Please copy the rows below word for word, everything from the very first line down to and including the line that contains "rough mask: <svg".

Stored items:
┌────────
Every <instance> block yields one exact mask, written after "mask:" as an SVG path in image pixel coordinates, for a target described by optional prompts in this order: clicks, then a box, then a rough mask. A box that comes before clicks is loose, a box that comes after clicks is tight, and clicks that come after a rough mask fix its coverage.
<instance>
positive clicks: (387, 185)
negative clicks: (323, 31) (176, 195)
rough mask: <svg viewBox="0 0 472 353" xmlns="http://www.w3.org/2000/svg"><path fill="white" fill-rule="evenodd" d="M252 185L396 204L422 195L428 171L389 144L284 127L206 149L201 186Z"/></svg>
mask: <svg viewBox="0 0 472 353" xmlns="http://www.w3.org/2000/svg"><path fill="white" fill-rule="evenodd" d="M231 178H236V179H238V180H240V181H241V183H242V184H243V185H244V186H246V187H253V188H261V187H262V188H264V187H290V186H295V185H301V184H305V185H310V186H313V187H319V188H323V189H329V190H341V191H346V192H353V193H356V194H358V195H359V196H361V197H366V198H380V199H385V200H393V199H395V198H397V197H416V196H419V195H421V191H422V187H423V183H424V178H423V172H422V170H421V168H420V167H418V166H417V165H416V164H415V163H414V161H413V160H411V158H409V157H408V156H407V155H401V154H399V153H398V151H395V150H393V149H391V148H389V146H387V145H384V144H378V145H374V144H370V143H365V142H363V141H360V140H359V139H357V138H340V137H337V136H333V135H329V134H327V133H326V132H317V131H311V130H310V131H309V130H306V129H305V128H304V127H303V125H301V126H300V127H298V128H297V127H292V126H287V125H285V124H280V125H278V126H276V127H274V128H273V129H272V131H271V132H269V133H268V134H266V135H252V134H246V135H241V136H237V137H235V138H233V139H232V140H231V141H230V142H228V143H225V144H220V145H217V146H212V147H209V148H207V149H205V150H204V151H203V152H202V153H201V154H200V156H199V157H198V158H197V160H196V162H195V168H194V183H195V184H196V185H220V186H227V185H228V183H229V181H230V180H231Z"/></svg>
└────────
## Task solution:
Every <instance> block yields one exact mask, written after "mask:" as an SVG path in image pixel coordinates, for a target described by optional prompts in this order: clicks, then a box, then a rough mask. A box that comes before clicks is loose, a box that comes after clicks is tight, and clicks that come after a rough mask fix its coverage.
<instance>
positive clicks: (387, 185)
negative clicks: (323, 31) (176, 195)
rough mask: <svg viewBox="0 0 472 353" xmlns="http://www.w3.org/2000/svg"><path fill="white" fill-rule="evenodd" d="M252 185L396 204L422 195L428 171L389 144L284 127L206 149L201 186Z"/></svg>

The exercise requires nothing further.